▶ SELECTED EXTRACT:
Community discussions

MikroTik App
 
DaviV
just joined
Topic Author
Posts: 10
Joined: Thu Apr 26, 2018 1:33 pm

IPSEC peer FQDN as failover/LB

Tue Oct 18, 2022 6:27 pm

Hello community,

I would like to ask for clarification about implementation of IPSEC peer with FQDN.
In our envinroment we have few hundreds spokes of multiple brands (majority Cisco ASA, Mikrotiks and Fortigates) and we are using CNAME(2 hubs) as peer FQDN to achieve load-balancing and failover.

Currently with Mikrotik we are failing to achieve failover on 6.48 version same as on 7.x version.
If we test by killing one of the HUBs. In Mikrotik peer will just time-out, phase 1 disappears after about 1-2 minutes, but nothing more happens.
Only solution is to manualy disable peer and enabled again, then it seems that it tries to resolve/connect to both resolved IPs again and reaches peer which is alive.

This doesn't look like desired functionality or am I missing something ?


Thanks

David
 
Sob
Forum Guru
Forum Guru
Posts: 9119
Joined: Mon Apr 20, 2009 9:11 pm

Re: IPSEC peer FQDN as failover/LB

Tue Oct 18, 2022 9:47 pm

I'm not sure if I correctly understand what exactly you do, but I can confirm that something with peers using hostnames is weird and doesn't work as expected (tested with 6.49.7). Even if you do something slightly different, it's probably the same problem.

As a test, I have two servers (passive, for peers/clients that can be behind NAT) with A records, and hostname used by client is CNAME pointing to one of them:
server1.test.tld.  3600  A      1.2.3.4
server2.test.tld.  3600  A      4.3.2.1
server.test.tld.     10  CNAME  server1.test.tld.
When client first connects to server.test.tld, it gets 1.2.3.4. When this server goes down, I change CNAME to point to second one and expect that when client notices failed connection (using DPD), it will resolve server.test.tld again and get 4.3.2.1. It sort of works, but not as expected. I have CNAME with short TTL, so when client tries to reconnect, original answer already expired. But it seems that client doesn't care about that, instead it takes TTL from A record and assumes that this address of server is good for that long. But it isn't. I think it should use TTL from CNAME record.

It's better when I skip CNAME and just use A directly:
server.test.tld.     10  A      1.2.3.4
But even then it's not perfect, there's still some caching or something going on, because reconnection attempts still use the old address few times (I saw 1-3), even when there's already new address in DNS cache.

▶ EXERCISE TASKS:
[A] Answer these questions about the forum thread on IPsec peer failover, using only what the thread states:
(i) Which two software versions did the topic author report failing to achieve failover on?
(ii) Which version did the replying user test with?
(iii) According to the reply, how many times did reconnection attempts still use the old address?
[B] From the forum thread on IPsec peer failover, render this sentence in German: "I think it should use TTL from CNAME record."
[C] Carry the forum thread on IPsec peer failover onward from its final sentence.

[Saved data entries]
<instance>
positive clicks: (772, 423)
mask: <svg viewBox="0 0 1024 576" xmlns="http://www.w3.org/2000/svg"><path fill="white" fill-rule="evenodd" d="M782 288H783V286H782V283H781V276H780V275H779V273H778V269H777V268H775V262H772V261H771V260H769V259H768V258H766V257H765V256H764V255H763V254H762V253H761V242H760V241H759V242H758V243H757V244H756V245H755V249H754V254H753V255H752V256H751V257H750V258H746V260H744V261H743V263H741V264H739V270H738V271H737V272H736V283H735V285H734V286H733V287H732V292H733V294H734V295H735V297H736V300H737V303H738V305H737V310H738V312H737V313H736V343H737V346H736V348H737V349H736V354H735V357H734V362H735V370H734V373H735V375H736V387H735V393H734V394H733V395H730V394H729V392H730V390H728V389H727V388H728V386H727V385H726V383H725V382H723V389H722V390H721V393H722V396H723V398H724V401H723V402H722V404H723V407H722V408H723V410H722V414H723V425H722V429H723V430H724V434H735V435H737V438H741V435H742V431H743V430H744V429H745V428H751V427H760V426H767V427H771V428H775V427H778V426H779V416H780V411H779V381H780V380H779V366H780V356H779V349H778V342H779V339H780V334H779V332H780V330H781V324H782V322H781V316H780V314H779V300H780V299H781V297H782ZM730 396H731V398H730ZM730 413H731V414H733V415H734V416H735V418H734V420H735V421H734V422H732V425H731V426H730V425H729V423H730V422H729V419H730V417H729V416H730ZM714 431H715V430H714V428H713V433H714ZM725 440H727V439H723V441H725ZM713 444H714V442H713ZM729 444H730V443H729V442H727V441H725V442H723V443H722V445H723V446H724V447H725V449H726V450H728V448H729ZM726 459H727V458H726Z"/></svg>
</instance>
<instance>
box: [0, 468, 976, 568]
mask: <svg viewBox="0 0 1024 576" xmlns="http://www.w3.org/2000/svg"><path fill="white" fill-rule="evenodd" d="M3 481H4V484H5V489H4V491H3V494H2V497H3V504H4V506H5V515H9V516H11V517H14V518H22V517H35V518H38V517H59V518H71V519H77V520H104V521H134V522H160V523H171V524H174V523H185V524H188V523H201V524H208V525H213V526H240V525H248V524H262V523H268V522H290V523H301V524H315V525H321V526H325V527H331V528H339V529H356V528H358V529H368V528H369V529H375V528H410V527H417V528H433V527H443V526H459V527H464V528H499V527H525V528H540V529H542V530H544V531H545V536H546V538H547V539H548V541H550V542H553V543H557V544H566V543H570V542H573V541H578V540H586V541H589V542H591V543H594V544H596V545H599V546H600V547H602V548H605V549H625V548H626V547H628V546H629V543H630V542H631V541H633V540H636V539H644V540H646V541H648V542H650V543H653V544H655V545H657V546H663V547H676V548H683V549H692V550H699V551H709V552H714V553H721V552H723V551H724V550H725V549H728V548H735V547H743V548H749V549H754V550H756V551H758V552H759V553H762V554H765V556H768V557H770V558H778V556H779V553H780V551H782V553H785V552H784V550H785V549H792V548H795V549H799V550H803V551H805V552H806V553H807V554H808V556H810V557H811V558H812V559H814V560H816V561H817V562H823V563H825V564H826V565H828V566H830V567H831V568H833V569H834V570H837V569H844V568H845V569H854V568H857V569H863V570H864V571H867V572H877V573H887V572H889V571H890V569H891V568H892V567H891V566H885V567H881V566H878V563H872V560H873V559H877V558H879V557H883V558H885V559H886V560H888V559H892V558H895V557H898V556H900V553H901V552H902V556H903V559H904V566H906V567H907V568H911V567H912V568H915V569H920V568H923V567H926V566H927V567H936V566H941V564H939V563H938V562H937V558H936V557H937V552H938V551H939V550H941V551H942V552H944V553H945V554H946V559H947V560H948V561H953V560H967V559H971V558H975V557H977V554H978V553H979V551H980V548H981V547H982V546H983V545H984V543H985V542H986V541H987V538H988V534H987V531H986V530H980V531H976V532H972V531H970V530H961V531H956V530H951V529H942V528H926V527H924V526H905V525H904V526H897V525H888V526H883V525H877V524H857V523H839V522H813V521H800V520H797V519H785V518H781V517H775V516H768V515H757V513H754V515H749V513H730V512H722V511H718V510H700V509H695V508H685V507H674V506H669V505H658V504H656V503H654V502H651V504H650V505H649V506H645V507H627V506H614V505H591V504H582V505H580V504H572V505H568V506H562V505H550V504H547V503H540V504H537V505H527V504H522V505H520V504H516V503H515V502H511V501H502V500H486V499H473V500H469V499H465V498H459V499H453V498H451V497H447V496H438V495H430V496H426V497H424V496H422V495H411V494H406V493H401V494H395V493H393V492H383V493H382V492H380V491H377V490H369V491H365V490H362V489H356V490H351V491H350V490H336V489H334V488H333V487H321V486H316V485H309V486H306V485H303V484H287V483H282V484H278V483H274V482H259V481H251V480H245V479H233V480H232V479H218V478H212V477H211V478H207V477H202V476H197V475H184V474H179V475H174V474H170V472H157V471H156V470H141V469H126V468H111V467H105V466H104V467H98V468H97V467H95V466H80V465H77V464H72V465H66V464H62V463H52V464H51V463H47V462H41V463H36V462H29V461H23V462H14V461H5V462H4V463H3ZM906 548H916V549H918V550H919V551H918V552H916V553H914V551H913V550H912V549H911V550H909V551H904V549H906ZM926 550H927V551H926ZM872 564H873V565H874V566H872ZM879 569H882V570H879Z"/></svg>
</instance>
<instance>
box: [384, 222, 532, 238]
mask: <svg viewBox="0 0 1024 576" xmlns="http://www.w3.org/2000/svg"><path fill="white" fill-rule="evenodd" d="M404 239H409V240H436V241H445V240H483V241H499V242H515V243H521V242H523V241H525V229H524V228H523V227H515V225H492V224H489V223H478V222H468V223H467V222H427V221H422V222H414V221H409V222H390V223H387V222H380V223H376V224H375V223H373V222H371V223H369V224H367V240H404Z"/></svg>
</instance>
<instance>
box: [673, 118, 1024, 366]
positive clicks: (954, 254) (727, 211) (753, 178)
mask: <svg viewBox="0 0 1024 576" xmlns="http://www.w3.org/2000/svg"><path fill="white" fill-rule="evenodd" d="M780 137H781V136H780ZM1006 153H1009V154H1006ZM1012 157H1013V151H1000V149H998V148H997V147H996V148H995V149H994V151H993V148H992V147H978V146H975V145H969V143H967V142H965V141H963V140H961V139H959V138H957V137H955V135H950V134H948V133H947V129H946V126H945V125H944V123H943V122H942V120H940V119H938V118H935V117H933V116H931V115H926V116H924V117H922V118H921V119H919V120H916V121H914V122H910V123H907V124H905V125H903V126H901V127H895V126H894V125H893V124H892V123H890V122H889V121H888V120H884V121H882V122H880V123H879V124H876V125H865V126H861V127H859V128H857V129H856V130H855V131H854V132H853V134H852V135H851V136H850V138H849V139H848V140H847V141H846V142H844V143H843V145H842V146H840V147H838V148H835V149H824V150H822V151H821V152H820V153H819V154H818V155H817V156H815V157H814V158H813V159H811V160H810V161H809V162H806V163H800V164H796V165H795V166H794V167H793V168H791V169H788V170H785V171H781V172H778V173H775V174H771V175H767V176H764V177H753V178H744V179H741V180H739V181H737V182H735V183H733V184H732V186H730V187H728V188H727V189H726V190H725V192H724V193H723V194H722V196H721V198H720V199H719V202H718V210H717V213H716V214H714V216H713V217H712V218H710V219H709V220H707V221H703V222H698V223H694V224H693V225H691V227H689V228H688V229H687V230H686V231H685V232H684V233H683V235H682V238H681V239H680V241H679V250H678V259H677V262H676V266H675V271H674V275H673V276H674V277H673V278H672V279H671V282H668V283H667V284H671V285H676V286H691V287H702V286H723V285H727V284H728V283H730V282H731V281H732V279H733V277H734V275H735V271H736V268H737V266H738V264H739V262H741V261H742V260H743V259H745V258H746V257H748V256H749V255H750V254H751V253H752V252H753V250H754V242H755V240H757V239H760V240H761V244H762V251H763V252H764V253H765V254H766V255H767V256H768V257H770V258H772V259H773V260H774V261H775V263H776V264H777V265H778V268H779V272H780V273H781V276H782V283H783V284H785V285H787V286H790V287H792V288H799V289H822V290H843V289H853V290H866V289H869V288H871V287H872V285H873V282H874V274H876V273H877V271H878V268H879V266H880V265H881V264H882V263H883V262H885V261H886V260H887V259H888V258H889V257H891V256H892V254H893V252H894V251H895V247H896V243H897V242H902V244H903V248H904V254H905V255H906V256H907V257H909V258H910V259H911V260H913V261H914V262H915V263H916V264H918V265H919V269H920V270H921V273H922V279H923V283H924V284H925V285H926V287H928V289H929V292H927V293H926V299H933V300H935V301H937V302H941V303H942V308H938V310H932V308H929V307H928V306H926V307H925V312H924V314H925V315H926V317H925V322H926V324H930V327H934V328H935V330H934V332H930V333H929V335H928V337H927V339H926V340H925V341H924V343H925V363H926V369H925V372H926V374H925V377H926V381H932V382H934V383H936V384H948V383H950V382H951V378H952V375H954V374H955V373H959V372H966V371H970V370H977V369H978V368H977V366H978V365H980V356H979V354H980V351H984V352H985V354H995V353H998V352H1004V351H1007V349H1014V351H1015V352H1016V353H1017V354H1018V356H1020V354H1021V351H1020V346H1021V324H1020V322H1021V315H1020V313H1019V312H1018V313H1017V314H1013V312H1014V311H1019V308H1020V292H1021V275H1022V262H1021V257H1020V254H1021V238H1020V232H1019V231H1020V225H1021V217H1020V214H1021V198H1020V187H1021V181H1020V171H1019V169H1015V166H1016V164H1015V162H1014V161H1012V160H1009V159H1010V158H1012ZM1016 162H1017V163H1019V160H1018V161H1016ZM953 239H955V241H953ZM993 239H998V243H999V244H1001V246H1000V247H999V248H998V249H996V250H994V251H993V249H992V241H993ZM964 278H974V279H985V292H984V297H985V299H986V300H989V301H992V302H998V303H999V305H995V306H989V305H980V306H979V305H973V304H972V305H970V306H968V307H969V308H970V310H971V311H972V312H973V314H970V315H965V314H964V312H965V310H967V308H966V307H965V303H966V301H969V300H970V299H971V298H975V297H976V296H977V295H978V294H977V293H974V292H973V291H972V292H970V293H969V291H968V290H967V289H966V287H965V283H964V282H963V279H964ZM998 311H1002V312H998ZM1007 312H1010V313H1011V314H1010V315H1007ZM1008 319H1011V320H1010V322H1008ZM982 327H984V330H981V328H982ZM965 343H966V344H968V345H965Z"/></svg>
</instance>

▶ ANSWERS BY ITEM:
[A]
(i) Version 6.48 and version 7.x.
(ii) Version 6.49.7.
(iii) Between one and three times.

[B] Ich denke, er sollte die TTL aus dem CNAME-Eintrag verwenden.

[C]
 
DaviV
just joined
Topic Author
Posts: 10
Joined: Thu Apr 26, 2018 1:33 pm

Re: IPSEC peer FQDN as failover/LB

Wed Oct 19, 2022 7:03 am

Yes, This is exactly the issue I am having. It seems to me, that resolve is done just first time when peer is connecting. Then it sticks to it no-matter what is going on(with or without DPD) . Only solution is do disable peer and enable again to actually connect to second availabl peer. TTL is set to 5 minutes.


David
 
Sob
Forum Guru
Forum Guru
Posts: 9119
Joined: Mon Apr 20, 2009 9:11 pm

Re: IPSEC peer FQDN as failover/LB

Wed Oct 19, 2022 1:38 pm

I don't know what exactly is different, but it's not that bad here. With CNAME it does stick to TTL from wrong record and bare A is doing something slightly weird too, but it does re-resolve hostname and switch to new address eventually.
 
User avatar
anav
Forum Guru
Forum Guru
Posts: 18958
Joined: Sun Feb 18, 2018 11:28 pm
Location: Nova Scotia, Canada
Contact:

Re: IPSEC peer FQDN as failover/LB

Wed Oct 19, 2022 4:39 pm

Are you saying that other vendors equipment functions as expected but MTs version of the functionality, is ( and this is my least favourite term for factually describing issues) WONKY???
(ps there is no coincidence that wonkey rhymes with donkey which some would call an ass and Sob is in this thread - feel the luv)
 
DaviV
just joined
Topic Author
Posts: 10
Joined: Thu Apr 26, 2018 1:33 pm

Re: IPSEC peer FQDN as failover/LB

Thu Oct 20, 2022 8:06 am

Are you saying that other vendors equipment functions as expected but MTs version of the functionality, is ( and this is my least favourite term for factually describing issues) WONKY???
(ps there is no coincidence that wonkey rhymes with donkey which some would call an ass and Sob is in this thread - feel the luv)
well, its not that straight forward but they "do"

CIsco ASA not supporting FQDN at all, but multiple peers since 9.14 within few minutes it moves to other peer.
Fortigate supporting DDNS as peer, swaps peer within few seconds-few minutes.
Tik stuck on dead peer for eternity. (I gave up after 20 minutes)

I just want to avoid using scripting for this as it should be supported.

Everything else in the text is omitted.